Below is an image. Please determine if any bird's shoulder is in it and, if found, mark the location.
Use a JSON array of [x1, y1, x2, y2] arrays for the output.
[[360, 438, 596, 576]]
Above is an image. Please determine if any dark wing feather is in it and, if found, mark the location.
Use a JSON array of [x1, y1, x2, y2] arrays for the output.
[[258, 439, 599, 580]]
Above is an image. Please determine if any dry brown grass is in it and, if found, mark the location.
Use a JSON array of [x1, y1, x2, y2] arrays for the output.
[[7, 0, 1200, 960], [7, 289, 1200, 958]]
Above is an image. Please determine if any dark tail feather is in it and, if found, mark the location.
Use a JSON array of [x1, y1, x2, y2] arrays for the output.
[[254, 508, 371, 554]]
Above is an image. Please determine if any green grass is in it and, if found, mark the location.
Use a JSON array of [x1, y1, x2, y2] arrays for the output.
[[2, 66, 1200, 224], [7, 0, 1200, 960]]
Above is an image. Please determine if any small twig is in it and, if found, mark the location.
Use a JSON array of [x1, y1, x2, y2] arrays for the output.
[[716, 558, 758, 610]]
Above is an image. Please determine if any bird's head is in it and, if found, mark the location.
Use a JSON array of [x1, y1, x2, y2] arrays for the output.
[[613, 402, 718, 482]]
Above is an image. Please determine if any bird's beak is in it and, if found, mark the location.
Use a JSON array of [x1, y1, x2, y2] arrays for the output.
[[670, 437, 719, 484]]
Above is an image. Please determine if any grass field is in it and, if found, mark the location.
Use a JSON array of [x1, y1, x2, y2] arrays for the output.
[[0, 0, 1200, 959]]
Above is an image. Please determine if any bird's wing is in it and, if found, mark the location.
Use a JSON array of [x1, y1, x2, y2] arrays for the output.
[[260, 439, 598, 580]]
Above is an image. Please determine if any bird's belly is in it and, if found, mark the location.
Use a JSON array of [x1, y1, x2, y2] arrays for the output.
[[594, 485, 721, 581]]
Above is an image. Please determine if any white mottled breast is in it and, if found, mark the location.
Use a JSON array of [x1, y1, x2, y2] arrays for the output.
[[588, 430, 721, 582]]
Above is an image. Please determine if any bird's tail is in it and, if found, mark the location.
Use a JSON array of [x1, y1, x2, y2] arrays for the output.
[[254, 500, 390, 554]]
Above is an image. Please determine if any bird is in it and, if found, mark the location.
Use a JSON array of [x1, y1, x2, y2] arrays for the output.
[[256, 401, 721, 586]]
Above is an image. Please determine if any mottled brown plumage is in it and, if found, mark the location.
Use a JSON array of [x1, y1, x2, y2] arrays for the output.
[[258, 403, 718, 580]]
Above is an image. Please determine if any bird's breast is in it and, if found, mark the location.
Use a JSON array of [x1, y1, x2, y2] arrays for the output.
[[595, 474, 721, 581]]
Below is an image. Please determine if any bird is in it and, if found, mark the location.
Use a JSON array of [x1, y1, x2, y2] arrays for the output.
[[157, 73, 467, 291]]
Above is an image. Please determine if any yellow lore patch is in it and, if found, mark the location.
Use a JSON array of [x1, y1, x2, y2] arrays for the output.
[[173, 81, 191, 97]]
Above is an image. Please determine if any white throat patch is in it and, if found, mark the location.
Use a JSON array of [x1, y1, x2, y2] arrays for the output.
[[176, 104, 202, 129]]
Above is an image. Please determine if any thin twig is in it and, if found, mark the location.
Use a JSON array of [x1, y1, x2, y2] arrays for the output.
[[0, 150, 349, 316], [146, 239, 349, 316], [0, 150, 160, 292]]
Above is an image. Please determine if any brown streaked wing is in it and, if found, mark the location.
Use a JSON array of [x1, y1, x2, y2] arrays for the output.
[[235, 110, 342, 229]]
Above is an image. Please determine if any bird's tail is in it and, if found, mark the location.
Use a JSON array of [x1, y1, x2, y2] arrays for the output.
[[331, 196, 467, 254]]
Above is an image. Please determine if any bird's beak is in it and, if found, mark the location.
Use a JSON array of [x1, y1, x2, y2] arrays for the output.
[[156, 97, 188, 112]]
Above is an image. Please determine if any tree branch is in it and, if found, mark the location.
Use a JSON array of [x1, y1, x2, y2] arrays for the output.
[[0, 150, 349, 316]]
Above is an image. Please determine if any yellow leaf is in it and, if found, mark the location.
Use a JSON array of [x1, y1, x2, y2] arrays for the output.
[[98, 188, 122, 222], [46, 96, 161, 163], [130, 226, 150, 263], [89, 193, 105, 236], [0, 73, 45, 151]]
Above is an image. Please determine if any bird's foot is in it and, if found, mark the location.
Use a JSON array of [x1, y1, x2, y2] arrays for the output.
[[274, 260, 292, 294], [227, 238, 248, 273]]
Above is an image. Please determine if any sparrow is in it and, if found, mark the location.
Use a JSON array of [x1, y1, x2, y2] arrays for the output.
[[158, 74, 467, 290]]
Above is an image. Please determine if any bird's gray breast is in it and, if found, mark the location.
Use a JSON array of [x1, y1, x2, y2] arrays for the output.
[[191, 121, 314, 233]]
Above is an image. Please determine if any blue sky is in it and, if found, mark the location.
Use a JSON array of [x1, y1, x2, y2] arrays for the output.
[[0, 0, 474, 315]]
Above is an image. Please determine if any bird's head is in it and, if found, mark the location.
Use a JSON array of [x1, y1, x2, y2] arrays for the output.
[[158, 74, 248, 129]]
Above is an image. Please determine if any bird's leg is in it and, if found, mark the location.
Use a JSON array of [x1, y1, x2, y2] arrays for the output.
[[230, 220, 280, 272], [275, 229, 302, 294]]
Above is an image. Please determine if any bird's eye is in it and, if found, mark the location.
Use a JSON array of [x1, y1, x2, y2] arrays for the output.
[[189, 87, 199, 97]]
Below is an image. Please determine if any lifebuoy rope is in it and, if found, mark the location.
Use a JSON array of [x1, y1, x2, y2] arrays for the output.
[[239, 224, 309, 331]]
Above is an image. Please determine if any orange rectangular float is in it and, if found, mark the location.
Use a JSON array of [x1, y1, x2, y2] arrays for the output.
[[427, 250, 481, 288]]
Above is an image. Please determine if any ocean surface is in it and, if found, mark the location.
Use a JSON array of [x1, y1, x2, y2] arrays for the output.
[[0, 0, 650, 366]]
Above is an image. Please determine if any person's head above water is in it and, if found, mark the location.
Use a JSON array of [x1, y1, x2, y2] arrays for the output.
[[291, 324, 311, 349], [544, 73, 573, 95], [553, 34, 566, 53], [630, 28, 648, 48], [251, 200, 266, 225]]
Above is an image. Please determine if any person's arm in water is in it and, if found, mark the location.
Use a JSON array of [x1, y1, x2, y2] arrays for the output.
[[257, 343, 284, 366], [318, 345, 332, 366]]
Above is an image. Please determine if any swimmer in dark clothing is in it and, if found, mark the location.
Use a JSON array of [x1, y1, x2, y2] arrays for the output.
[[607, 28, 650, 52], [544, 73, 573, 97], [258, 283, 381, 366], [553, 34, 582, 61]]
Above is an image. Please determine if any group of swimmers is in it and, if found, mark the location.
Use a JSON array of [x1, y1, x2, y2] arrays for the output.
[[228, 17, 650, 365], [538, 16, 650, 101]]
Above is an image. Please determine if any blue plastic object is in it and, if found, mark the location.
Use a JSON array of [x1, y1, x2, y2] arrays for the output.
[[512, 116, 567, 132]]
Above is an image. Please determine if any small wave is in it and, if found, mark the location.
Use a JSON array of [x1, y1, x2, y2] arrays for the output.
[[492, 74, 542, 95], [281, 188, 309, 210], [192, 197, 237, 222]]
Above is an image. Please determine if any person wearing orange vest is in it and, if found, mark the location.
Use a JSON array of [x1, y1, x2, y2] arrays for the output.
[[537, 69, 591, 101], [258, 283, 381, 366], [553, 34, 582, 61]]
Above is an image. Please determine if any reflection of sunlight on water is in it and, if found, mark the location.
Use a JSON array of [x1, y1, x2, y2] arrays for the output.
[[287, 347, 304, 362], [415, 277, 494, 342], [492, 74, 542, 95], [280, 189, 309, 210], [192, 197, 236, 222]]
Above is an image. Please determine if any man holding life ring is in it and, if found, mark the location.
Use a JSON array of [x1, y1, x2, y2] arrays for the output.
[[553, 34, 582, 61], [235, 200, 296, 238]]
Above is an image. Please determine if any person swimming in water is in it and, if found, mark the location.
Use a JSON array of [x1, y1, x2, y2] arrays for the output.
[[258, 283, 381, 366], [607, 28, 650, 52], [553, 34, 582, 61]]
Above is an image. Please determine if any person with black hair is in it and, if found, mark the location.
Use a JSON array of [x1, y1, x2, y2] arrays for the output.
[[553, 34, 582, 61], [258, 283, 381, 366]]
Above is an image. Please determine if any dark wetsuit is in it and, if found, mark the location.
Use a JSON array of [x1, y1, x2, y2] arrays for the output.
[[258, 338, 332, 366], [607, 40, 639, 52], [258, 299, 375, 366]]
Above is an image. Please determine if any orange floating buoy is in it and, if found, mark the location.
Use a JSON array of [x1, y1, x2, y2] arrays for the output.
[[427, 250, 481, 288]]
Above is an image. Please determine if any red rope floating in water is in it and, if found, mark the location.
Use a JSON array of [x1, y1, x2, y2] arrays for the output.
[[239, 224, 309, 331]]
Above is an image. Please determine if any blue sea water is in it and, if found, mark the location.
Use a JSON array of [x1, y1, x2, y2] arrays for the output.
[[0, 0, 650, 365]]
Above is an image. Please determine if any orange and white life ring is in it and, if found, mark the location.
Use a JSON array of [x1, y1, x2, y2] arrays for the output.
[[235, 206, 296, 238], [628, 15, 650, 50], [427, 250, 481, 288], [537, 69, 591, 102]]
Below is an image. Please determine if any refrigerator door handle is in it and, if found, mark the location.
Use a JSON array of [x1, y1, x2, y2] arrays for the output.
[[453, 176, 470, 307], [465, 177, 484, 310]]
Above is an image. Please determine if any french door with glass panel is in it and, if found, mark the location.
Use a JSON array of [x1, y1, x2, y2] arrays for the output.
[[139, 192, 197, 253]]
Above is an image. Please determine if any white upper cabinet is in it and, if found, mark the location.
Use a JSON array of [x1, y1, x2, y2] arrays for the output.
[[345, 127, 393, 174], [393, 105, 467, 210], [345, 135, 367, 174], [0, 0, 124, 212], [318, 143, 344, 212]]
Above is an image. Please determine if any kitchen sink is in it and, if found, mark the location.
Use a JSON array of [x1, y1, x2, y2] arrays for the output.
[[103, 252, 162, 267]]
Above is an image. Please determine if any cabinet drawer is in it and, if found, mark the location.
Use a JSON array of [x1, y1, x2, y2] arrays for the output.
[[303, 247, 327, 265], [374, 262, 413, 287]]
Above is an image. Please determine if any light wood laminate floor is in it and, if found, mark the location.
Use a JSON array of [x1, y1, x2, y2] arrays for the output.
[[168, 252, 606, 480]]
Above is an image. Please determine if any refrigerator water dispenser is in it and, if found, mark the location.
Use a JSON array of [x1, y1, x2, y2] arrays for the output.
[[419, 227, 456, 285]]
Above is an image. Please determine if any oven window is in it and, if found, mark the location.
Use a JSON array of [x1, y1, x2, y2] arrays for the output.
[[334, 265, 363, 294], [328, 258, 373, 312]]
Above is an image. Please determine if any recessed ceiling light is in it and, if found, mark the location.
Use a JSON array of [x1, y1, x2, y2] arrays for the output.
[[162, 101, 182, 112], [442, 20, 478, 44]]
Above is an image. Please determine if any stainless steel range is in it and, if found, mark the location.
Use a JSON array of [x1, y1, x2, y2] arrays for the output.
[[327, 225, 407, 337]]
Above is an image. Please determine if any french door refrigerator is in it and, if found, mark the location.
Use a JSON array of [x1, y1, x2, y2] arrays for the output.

■ **Stated task**: Recast the part that opens with the line containing "Above is an image. Please determine if any tree" and closes with the line containing "[[0, 0, 474, 315]]" as a JSON list of strings, one string per line, with blank lines left out.

■ **Complete response**:
[
  "Above is an image. Please determine if any tree branch is in it and, if found, mark the location.",
  "Use a JSON array of [x1, y1, x2, y2] arrays for the output.",
  "[[0, 150, 349, 316]]",
  "Above is an image. Please determine if any yellow leaf is in it and, if found, mark the location.",
  "Use a JSON array of [x1, y1, x2, y2] arrays for the output.",
  "[[98, 188, 122, 222], [46, 96, 161, 163], [130, 226, 150, 263], [89, 193, 105, 236], [0, 73, 45, 151]]",
  "Above is an image. Please determine if any bird's foot is in it and, if found, mark the location.",
  "Use a JSON array of [x1, y1, x2, y2] arrays for the output.",
  "[[274, 260, 292, 294], [227, 238, 248, 273]]",
  "Above is an image. Please determine if any sparrow is in it and, if found, mark the location.",
  "Use a JSON array of [x1, y1, x2, y2] arrays for the output.",
  "[[158, 74, 467, 290]]",
  "Above is an image. Please determine if any bird's gray breast is in it and, if found, mark the location.",
  "Use a JSON array of [x1, y1, x2, y2] arrays for the output.",
  "[[191, 121, 314, 233]]",
  "Above is an image. Please determine if any blue sky is in it and, if found, mark the location.",
  "Use a JSON array of [x1, y1, x2, y2] arrays for the output.",
  "[[0, 0, 474, 315]]"
]